> **INSTRUCTIONS TO FOLLOW**:
Find the line containing "the lips, place". Return it and every line after it, unchanged, up to and including the last line.

> **Dataset items**:
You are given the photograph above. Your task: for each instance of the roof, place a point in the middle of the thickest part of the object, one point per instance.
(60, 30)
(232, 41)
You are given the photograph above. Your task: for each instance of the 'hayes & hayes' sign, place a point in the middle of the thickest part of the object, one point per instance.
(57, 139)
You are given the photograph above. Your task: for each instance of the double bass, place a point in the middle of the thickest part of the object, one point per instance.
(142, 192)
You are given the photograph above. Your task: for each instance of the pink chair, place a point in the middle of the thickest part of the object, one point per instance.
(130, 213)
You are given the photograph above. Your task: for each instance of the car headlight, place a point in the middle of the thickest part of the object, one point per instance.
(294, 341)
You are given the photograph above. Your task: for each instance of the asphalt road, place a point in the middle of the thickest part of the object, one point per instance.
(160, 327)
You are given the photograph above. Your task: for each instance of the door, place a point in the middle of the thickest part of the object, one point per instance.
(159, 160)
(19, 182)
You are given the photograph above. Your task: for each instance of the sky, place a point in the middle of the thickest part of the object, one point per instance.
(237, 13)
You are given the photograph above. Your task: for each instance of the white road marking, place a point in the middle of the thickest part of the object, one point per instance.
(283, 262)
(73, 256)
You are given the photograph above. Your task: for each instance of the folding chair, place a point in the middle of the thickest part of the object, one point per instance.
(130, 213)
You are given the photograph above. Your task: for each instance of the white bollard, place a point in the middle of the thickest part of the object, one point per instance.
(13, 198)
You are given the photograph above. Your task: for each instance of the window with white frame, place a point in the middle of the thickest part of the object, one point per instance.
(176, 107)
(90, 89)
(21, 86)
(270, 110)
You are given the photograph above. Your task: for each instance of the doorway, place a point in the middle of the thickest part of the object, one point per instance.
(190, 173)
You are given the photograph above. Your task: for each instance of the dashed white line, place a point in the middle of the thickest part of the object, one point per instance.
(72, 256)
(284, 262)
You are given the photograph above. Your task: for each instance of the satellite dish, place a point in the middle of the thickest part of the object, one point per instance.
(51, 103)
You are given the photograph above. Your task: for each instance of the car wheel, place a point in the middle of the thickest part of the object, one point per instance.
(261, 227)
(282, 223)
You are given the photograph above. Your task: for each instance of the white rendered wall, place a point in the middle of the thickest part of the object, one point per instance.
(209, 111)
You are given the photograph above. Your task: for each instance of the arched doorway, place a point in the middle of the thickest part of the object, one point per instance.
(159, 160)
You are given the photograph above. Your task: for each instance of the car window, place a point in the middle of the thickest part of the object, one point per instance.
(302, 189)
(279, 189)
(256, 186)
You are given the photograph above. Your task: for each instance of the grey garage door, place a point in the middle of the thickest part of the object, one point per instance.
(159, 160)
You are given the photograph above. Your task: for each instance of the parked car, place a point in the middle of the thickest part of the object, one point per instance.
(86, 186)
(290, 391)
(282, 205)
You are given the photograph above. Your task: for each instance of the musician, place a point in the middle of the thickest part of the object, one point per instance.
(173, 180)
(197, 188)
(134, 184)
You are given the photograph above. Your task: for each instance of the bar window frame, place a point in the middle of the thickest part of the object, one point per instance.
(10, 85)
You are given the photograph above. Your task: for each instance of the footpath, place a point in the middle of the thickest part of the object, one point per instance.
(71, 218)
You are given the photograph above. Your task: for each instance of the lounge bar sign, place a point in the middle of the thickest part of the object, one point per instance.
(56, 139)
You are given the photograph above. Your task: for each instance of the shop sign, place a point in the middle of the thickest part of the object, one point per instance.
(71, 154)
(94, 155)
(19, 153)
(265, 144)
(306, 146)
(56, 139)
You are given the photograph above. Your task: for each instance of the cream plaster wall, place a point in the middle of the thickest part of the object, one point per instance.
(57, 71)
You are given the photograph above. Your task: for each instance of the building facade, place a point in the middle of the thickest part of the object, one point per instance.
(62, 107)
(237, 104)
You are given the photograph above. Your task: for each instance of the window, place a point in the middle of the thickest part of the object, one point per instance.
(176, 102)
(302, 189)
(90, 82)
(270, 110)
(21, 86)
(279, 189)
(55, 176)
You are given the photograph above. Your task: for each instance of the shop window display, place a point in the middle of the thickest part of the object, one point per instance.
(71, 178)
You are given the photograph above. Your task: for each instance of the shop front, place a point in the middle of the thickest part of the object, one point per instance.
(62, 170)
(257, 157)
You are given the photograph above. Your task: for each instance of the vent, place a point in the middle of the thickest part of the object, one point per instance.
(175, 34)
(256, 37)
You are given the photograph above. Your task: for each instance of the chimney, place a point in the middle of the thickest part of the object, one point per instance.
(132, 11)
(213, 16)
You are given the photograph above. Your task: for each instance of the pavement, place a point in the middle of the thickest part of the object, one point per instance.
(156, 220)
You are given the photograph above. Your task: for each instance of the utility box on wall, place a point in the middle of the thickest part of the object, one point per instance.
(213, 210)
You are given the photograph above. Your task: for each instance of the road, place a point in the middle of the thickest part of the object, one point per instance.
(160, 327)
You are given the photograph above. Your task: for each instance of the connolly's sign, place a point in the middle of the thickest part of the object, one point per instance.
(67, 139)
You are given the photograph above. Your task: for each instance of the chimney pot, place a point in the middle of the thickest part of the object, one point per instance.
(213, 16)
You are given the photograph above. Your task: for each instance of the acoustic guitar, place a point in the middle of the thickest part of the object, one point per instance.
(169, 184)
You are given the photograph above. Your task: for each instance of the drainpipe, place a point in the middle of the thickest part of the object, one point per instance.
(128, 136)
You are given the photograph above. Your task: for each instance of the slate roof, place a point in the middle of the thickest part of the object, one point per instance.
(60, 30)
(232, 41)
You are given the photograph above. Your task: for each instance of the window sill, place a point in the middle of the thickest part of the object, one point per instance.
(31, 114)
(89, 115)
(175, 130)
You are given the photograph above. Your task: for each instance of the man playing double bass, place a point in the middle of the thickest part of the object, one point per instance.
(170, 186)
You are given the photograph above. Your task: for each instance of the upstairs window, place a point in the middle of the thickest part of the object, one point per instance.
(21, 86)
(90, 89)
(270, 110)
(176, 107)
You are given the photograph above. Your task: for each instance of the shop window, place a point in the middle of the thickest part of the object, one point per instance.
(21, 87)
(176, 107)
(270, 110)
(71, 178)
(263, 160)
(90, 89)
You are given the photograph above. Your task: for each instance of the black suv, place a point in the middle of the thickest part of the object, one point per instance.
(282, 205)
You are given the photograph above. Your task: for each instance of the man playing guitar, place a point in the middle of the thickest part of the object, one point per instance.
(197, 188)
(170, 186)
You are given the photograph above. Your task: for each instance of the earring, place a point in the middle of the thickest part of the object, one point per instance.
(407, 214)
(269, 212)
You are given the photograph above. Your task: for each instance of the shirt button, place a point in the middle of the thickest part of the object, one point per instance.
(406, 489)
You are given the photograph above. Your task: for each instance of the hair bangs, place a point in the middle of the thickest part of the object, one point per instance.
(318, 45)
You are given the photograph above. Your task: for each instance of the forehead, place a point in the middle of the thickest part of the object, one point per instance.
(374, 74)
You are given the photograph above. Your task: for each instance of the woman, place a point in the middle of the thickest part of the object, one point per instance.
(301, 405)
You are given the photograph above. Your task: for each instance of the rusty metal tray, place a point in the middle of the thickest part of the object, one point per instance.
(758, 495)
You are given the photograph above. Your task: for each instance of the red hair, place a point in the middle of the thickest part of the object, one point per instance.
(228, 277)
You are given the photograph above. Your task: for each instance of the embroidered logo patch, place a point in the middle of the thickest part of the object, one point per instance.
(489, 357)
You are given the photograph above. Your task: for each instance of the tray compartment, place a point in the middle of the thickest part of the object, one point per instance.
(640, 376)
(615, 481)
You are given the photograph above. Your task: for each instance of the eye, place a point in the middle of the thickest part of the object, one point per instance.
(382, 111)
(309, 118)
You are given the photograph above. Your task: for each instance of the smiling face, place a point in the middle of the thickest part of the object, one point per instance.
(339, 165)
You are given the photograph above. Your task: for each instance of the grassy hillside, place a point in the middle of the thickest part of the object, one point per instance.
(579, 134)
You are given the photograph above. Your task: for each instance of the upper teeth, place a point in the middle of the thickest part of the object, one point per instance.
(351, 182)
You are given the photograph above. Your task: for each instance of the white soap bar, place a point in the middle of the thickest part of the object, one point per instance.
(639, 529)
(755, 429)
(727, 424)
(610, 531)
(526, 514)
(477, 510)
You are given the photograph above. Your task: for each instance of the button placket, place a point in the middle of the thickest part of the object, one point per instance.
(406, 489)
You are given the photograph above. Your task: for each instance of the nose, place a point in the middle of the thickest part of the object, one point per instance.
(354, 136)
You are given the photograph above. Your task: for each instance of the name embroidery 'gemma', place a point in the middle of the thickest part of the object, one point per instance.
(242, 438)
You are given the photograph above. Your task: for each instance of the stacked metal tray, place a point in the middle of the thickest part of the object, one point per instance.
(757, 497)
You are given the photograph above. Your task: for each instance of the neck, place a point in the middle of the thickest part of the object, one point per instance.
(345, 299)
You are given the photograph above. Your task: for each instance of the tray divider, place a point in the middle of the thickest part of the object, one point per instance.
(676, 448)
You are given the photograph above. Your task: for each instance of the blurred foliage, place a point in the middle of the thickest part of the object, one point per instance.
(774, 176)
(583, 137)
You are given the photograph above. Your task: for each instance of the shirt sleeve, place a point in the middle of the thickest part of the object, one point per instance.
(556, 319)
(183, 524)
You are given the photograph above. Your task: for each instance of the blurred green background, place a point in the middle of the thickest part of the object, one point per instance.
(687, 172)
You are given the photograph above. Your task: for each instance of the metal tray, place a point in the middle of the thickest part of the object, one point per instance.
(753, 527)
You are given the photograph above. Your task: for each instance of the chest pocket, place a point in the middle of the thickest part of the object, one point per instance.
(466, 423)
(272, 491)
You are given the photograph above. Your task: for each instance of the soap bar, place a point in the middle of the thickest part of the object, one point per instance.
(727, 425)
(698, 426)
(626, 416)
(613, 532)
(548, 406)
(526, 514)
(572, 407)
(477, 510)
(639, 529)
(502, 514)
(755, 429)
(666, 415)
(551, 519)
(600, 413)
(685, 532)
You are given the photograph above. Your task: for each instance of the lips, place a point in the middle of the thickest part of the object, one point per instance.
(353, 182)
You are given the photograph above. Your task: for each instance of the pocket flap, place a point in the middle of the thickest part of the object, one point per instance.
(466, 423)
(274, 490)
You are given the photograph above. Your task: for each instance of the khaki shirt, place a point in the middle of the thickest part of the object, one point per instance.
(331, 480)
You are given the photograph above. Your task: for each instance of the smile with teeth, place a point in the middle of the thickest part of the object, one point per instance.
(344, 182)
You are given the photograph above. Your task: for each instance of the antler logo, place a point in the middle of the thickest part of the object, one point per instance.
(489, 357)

> **COMPLETE OUTPUT**:
You are given the photograph above. Your task: for each instance of the lips, place a point in the middle of the thickest part of the object, one point per instance.
(353, 182)
You are given the photograph above. Your task: for each instance of the pocket flap, place a point in the middle of the thickest part of the object, one point per instance.
(466, 423)
(274, 490)
You are given the photograph above. Your task: for each instance of the khaki shirt, place a point in the middle of the thickest part of the object, one point per instance.
(331, 480)
You are given the photograph above. Your task: for each instance of the smile with teeth, place a point in the middle of the thickest part of the object, one point per instance.
(344, 182)
You are given the photograph above. Your task: for each instance of the antler logo, place a point in the middle of the thickest part of the object, one point per instance.
(489, 357)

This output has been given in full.